[Collected data entries]
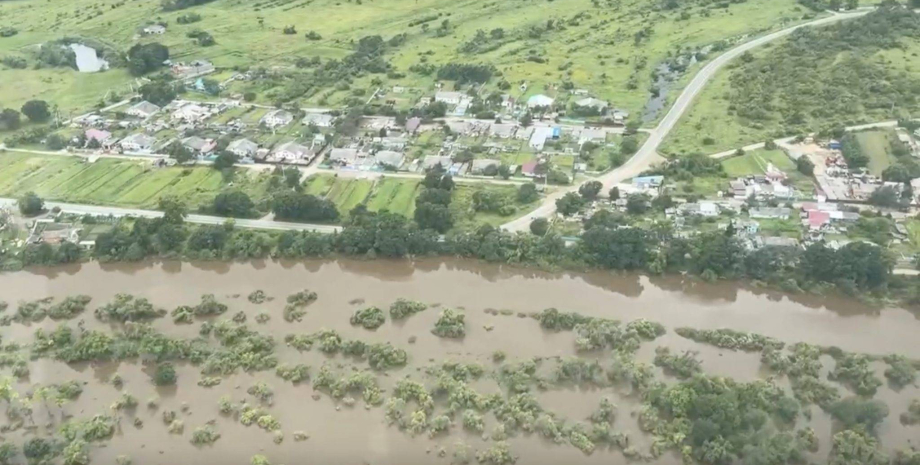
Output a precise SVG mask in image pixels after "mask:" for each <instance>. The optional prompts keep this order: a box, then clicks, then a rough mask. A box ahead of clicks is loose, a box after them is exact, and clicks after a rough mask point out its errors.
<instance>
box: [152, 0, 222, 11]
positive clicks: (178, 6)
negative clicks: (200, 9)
mask: <svg viewBox="0 0 920 465" xmlns="http://www.w3.org/2000/svg"><path fill="white" fill-rule="evenodd" d="M212 1H214V0H163V1H162V3H161V4H160V5H161V6H162V8H163V11H175V10H182V9H184V8H191V7H193V6H198V5H204V4H205V3H209V2H212Z"/></svg>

(Instructions to follow):
Search the records for the string "instance" and return every line in which it occurs.

(Solution to the problem):
Output a precise SVG mask in image pixels after "mask:" for each <instance>. The optional prompts keep this order: a box, then clicks, then a rough mask. A box ahead of clicks is loose, a box after them is exact, and clicks after a rough mask point out its errors.
<instance>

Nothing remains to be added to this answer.